## TASK REQUIREMENTS:
Copy the lines that begin at the start of the records and end with the line containing "positive clicks: (671, 544)", including both of those lines.
[Opening EXERCISE INPUT section]
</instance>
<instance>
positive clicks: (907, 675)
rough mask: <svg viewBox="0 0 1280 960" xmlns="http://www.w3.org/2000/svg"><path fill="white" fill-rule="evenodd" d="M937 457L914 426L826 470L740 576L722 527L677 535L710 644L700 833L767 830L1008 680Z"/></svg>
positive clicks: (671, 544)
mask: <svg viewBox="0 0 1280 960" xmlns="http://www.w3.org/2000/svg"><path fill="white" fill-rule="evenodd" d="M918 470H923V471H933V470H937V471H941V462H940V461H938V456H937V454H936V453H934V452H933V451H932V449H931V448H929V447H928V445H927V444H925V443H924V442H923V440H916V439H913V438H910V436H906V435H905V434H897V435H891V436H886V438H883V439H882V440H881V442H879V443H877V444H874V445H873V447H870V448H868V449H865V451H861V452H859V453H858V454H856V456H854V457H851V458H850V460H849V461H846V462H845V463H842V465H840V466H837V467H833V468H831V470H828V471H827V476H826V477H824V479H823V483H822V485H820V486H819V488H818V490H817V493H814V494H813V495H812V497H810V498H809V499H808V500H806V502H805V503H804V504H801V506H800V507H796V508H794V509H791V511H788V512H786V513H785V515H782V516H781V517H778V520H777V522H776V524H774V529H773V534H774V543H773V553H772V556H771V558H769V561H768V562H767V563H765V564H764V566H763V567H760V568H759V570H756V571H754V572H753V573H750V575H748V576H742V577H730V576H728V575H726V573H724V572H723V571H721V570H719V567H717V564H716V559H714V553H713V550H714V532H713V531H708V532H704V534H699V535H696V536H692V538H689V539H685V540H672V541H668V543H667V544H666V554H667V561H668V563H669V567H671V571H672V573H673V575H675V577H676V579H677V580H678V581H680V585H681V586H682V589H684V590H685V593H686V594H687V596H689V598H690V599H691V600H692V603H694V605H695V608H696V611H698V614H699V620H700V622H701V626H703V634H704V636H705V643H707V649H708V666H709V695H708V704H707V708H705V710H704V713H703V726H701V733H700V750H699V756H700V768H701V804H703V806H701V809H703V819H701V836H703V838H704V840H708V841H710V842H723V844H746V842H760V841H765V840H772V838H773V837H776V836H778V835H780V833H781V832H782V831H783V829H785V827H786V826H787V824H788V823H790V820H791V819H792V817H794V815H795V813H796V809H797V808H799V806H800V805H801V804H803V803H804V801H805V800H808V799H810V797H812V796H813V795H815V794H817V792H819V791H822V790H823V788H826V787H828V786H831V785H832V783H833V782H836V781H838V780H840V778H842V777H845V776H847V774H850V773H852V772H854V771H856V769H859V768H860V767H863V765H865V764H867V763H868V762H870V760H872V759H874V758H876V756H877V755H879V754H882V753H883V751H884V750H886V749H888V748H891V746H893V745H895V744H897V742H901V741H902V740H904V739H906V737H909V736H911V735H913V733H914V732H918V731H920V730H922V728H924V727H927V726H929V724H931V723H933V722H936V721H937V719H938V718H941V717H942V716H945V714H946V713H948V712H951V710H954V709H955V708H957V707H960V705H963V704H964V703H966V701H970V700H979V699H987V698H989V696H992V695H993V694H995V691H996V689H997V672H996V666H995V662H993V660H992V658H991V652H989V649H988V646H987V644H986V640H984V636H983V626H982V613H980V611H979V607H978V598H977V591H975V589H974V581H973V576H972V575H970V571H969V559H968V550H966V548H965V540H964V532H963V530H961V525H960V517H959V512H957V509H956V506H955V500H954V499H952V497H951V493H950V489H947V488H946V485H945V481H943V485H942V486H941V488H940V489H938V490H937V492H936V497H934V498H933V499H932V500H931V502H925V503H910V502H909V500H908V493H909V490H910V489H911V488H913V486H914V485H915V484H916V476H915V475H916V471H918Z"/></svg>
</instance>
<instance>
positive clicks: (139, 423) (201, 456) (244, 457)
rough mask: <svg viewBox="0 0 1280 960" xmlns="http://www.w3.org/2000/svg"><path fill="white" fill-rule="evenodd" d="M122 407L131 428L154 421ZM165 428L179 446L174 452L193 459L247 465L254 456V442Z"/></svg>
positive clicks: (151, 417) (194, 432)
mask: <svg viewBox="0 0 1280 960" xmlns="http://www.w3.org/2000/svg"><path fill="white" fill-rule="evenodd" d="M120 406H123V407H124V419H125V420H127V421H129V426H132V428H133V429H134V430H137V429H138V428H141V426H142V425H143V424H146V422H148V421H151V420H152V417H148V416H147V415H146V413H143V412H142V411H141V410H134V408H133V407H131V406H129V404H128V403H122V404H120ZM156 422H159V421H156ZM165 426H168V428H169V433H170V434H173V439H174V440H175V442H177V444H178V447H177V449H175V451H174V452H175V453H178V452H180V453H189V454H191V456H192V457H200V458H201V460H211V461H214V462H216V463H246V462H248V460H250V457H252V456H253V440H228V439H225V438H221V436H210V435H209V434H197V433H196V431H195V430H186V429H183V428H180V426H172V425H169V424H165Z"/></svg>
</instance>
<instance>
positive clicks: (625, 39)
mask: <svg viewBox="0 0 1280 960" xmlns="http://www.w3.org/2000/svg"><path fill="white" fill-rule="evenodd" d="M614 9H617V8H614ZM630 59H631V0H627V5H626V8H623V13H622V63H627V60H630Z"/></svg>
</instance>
[Closing EXERCISE INPUT section]
## PROBLEM SOLUTION:
</instance>
<instance>
positive clicks: (907, 675)
rough mask: <svg viewBox="0 0 1280 960" xmlns="http://www.w3.org/2000/svg"><path fill="white" fill-rule="evenodd" d="M937 457L914 426L826 470L740 576L722 527L677 535L710 644L700 833L767 830L1008 680Z"/></svg>
positive clicks: (671, 544)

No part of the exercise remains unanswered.